▶ READING TEXT:
========

Misconceptions about CSWAC

CSWAC is a white supremacist group
We have heard this from the start, of course, and we have a simple response which goes as follows:
Mainstream culture only gives us two models for looking at white people. One is that white people are white supremacists and the other is that white people are colorblind. We say there is a third model in which white people can be aware of race and name it for the purpose of working for racial justice. We also say, “Our name is part of our work.”
The work (that our name is a part of) involves lifting up the reality that white people and white culture form a collective identity. So long as white people see themselves first and only as individuals (a white cultural practice in itself), then they are unable to operate upon and change the collective position of white people as beneficiaries of a history of white supremacy.

CSWAC advocates for white American culture.
Sometimes when a center studies something, it also advocates for that thing. So, something like a center for voting rights, or a center for open housing, etc. plausibly might both study and advocate for the thing that is described in their name.
Other times a center might study something that it does not advocate for, such as a cancer study center. It may advocate for cancer research, but not cancer itself.
CSWAC does not advocate for white people or white culture in the sense of a political advocacy group with a goal of increasing white power. Instead, we advocate for a multiracial society that we believe is to everyone’s benefit.
We believe that there are costs to white people from living in a racist society, not the least of which is that white people, along with people of color, are denied their basic humanity.
We also believe that white people need remedial development and education to attain the skills and understanding necessary to function in a multiracial society free of white supremacy.
In this latter sense we advocate for white people who wish to acquire those skills, better themselves, and mitigate the damage a history of white supremacy has brought upon our country. And we advocate for a shared sense of destiny among white people to aspire to these goals as a means of collective self-betterment.

========

▶ TASKS TO COMPLETE:
**1.** In the text on misconceptions about CSWAC, what two models does mainstream culture offer for looking at white people?
**2.** Write the next part of the text on misconceptions about CSWAC, picking up right after its final sentence.

========

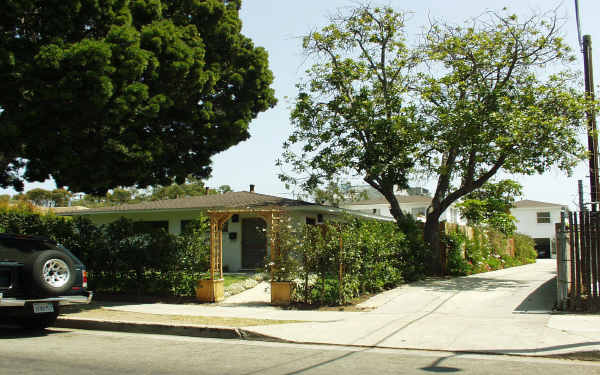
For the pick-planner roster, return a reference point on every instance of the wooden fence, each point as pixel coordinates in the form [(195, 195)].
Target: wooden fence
[(578, 260)]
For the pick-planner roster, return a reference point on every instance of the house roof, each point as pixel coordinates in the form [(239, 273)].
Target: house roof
[(241, 199), (401, 199), (526, 203)]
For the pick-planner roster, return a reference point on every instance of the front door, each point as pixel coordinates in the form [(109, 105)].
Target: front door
[(254, 243)]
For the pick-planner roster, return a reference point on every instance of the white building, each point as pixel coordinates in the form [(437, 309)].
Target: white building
[(538, 220), (416, 205)]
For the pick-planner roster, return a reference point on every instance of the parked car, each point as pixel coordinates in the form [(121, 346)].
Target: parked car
[(37, 276)]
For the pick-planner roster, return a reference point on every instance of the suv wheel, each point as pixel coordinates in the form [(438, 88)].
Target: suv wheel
[(51, 273)]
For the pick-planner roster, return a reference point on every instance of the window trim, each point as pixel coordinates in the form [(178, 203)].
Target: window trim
[(543, 217)]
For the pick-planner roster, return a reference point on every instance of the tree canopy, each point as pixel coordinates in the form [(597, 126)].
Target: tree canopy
[(490, 205), (469, 101), (351, 115), (121, 93)]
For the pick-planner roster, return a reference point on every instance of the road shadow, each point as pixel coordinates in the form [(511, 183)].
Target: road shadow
[(541, 300), (9, 330), (470, 283)]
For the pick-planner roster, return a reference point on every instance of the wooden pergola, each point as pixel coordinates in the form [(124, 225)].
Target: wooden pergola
[(212, 289)]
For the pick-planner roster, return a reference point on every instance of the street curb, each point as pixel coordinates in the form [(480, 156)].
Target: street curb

========

▶ OUTPUTS IN ORDER:
**1.** White people are either white supremacists or colorblind.

**2.**
CSWAC only works with white people.
We were founded in the 1990’s. In anti-racist circles at that time there was no broadly understood and accepted positive role for people racialized as white who wanted to come to grips with their racial positioning and white identity. Such persons, who today we would readily call white anti-racists, were often left with the options of disavowing all white identity, trying to take on a shared identity with people of color, or proclaiming a universalized identity as human.
CSWAC was an early proponent of an explicitly articulated white anti-racist identity and community – so much so that many still see this as our central mission today. However, times have changed. Today CSWAC offers its services to people of all racial groups.
In particular, CSWAC aspires to deliver supportive services to the emerging multiracial community. We admit this “multiracial community” is still more aspiration than an achieved reality. Accordingly, we see a need for a consciousness-raising strategy once again, this time with the idea of “building multiracial community” as the goal.
At the same time, we recognize there exists a continuing need to bring more white people into the anti-racist fold. Our history, 25 years of practice, make us particularly skilled in doing so.